Print the data below verbatim, beginning at the line that contains "Radiology assistant, locate the church" and continuing through the last line of the data.

— Start of Task inputs —

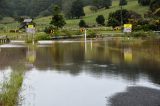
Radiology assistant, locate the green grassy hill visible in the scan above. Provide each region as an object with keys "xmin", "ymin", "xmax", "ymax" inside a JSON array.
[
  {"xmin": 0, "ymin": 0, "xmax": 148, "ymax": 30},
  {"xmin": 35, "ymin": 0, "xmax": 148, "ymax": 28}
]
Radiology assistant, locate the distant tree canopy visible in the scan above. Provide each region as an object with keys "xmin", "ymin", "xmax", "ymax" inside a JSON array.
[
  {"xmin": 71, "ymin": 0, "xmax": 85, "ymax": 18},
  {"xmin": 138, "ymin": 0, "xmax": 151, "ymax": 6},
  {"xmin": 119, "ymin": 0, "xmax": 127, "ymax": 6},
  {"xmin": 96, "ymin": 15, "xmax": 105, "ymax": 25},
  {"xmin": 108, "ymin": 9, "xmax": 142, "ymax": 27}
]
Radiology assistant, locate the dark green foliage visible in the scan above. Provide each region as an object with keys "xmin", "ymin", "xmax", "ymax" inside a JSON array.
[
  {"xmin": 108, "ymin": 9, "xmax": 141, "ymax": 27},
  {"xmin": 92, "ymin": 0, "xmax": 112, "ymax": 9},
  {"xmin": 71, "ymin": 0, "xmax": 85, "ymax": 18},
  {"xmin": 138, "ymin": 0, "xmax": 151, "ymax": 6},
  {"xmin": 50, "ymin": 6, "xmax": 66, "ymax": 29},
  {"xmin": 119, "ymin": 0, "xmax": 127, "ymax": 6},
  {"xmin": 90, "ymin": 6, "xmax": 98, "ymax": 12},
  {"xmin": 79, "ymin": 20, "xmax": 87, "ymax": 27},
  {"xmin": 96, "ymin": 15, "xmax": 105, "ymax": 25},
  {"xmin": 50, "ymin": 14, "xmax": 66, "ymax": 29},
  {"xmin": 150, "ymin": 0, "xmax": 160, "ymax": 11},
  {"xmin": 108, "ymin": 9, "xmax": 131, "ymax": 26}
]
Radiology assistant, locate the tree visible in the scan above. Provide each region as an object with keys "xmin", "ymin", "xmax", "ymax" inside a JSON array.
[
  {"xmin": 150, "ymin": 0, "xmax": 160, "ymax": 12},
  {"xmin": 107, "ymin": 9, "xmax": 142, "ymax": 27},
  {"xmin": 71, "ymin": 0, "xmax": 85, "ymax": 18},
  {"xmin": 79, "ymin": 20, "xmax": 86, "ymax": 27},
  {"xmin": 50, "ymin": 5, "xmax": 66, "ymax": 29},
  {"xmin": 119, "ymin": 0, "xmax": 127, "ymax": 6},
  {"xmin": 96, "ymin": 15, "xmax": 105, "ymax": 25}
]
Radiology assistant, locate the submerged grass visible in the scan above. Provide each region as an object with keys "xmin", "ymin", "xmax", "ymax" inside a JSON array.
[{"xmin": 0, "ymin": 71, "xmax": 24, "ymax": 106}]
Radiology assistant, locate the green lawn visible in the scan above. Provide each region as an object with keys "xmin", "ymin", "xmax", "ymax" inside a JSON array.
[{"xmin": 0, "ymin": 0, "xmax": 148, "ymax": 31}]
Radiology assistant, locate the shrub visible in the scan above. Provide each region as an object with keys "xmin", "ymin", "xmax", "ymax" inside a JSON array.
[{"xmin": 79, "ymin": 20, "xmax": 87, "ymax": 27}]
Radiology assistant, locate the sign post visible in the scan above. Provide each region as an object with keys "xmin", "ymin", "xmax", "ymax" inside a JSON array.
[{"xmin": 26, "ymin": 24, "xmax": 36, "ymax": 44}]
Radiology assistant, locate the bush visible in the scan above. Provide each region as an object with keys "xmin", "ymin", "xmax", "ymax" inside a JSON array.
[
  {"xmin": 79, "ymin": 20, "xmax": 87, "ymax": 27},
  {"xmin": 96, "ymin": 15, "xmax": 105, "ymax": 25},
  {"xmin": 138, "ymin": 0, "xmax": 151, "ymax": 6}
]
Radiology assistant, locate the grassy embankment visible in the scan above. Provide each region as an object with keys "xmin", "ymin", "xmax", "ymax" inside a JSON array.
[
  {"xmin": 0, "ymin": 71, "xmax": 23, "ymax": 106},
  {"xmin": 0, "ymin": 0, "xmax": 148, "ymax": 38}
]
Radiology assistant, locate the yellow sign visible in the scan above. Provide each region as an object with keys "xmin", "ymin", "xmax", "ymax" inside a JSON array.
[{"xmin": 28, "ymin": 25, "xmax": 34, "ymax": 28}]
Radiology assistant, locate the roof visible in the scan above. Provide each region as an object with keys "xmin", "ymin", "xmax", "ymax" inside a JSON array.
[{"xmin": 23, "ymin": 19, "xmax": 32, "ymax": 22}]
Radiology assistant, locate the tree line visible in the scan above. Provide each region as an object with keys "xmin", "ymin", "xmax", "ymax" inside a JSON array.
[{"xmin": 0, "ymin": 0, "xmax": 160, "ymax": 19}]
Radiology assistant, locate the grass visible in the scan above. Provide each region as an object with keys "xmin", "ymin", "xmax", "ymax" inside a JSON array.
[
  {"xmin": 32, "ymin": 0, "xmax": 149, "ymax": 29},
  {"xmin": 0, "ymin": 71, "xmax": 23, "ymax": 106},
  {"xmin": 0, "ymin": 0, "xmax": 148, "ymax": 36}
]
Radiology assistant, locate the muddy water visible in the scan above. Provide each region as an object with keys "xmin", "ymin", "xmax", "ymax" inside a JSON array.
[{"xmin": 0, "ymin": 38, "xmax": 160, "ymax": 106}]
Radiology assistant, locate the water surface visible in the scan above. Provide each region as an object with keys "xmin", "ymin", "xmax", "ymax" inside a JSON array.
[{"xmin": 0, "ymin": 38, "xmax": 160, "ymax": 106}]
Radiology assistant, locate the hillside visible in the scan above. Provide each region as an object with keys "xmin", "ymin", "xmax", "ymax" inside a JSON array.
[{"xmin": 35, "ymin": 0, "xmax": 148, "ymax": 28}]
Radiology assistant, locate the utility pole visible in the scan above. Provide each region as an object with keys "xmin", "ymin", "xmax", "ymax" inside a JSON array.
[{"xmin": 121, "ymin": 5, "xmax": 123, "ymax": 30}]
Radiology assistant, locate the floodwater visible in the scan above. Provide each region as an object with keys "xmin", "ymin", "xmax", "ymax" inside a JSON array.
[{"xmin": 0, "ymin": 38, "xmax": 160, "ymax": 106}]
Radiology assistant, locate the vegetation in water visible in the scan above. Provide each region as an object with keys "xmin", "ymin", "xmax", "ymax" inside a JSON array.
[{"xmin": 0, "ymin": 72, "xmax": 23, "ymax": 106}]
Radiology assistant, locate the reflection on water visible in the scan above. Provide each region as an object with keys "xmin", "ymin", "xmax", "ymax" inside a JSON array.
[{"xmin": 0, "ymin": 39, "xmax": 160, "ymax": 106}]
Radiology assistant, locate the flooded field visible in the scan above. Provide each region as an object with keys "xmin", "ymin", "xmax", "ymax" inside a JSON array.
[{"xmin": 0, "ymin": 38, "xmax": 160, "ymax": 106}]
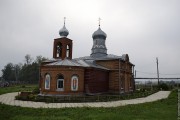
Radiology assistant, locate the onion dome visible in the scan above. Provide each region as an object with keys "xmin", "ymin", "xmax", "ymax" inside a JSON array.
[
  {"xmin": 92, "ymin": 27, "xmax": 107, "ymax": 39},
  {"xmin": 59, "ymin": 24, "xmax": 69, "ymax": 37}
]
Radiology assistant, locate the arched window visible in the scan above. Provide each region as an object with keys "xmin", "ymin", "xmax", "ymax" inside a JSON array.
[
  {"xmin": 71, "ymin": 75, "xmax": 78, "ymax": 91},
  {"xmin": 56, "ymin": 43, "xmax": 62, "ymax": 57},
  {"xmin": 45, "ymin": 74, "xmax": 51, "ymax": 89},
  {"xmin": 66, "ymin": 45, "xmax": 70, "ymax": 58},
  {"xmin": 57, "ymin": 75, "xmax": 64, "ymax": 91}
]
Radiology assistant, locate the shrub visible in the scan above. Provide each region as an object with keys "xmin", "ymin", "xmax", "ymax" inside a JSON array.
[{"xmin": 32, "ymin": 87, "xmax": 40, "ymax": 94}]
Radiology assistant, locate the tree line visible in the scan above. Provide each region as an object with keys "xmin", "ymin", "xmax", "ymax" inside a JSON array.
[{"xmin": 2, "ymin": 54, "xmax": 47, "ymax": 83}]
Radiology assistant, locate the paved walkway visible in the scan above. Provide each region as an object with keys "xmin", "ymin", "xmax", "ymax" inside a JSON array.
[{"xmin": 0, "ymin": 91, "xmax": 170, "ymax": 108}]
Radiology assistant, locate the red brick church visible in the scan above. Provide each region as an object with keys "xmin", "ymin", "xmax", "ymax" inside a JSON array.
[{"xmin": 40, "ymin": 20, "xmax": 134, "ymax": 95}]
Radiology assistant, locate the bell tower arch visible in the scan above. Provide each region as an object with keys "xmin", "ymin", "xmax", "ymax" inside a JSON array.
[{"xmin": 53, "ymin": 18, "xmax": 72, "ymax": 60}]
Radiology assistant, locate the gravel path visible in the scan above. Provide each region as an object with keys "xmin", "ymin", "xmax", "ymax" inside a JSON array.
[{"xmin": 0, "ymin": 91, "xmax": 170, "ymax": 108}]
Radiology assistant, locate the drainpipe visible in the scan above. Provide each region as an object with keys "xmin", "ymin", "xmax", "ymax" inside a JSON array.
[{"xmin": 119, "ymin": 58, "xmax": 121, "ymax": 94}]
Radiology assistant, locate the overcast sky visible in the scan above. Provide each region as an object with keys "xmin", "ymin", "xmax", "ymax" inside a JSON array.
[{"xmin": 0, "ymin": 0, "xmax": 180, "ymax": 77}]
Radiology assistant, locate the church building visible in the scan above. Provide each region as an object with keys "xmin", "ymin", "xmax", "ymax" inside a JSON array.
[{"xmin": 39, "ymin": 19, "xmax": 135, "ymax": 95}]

— End of Task inputs —

Response to the exercise
Radiology assistant, locate the church building visible in the scan above. Provide each region as an object with keys "xmin", "ymin", "xmax", "ymax" inside a JSON array.
[{"xmin": 39, "ymin": 19, "xmax": 135, "ymax": 95}]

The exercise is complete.